→ **OBJECTIVE A**: In the blog post about Bush's post-convention bounce, which movie does the writer say W. took a page from?
→ **OBJECTIVE B**: Retype the part of the blog post on Bush's post-convention bounce between "The Manichaean Candidate sees" and "of unsuspecting victims.", inclusive.
→ **OBJECTIVE C**: Write the next part of the blog post on Bush's post-convention bounce, picking up after its final sentence.

September 5, 2004 8:04 AM

A trip down the Rabbit Hole

Amnesia in the Garden

George W. Bush is enjoying his post-RNC bounce, but I can't for the life of me figure out why. Surely, I keep hoping, thinking people will see what a house of cards Our Sainted President and his Vice-President built during their acceptance speeches. Apparently, you can fool some of the people some of the time, but it's much easier to try and fool everyone ALL the time. WHY? Because, from where I sit, most Americans simply rather react than think.

The Manichaean Candidate sees the world only in terms of good and evil, black and white.

He scorns gray, nuance, complexity, context, changing circumstances and inconvenient facts. Real men make their own reality....

The Manichaean Candidate's convention was a brazen bizarro masterpiece. The case to sack John Kerry featured the same shady tactics used to build the case to whack Saddam - cherry-picked facts, selective claims and warped contexts.

W. took a page from Arnold Schwarzenegger's "Total Recall," a futuristic movie about inserting fully formed memories into the minds of unsuspecting victims.

→ **DATA PROVIDED**:
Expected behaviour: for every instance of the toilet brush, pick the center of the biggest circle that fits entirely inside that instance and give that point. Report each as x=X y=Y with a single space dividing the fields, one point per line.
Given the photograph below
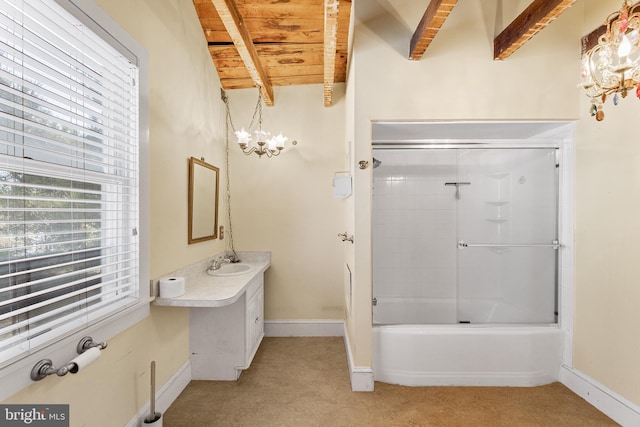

→ **EXPECTED ANSWER A**: Arnold Schwarzenegger's "Total Recall."

→ **EXPECTED ANSWER B**:
The Manichaean Candidate sees the world only in terms of good and evil, black and white.

He scorns gray, nuance, complexity, context, changing circumstances and inconvenient facts. Real men make their own reality....

The Manichaean Candidate's convention was a brazen bizarro masterpiece. The case to sack John Kerry featured the same shady tactics used to build the case to whack Saddam - cherry-picked facts, selective claims and warped contexts.

W. took a page from Arnold Schwarzenegger's "Total Recall," a futuristic movie about inserting fully formed memories into the minds of unsuspecting victims.

→ **EXPECTED ANSWER C**:
The president and vice president ignored all the expert evidence now compiled indicating no link between 9/11 and Saddam, and no Saddam threat to U.S. security. After talking about "the fanatics who killed some 3,000 of our fellow Americans," Dick Cheney boasted: "In Iraq, we dealt with a gathering threat, and removed the regime of Saddam Hussein."

Though the convention mythologized Mr. Bush's bullhorn moment at ground zero, there was no mention of Osama, the fiend W. vowed to catch that day. The speakers did not acknowledge the brutal spiral in Afghanistan and Iraq, or the re-emergence of the Taliban, now finding sanctuary with our ally, Pakistan.

Mr. Cheney, king of hooey, bragged about a "Taliban driven from power," even though just as the convention got under way, at least seven people, including two Americans, were killed by Taliban fighters in Kabul....

The $445 billion deficit? Mr. Bush and Mr. Cheney erased it. In their inside-out universe, the economy is blossoming, there's money to pay for Mr. Bush's to-do list and No Child Left Behind is more than an empty slogan.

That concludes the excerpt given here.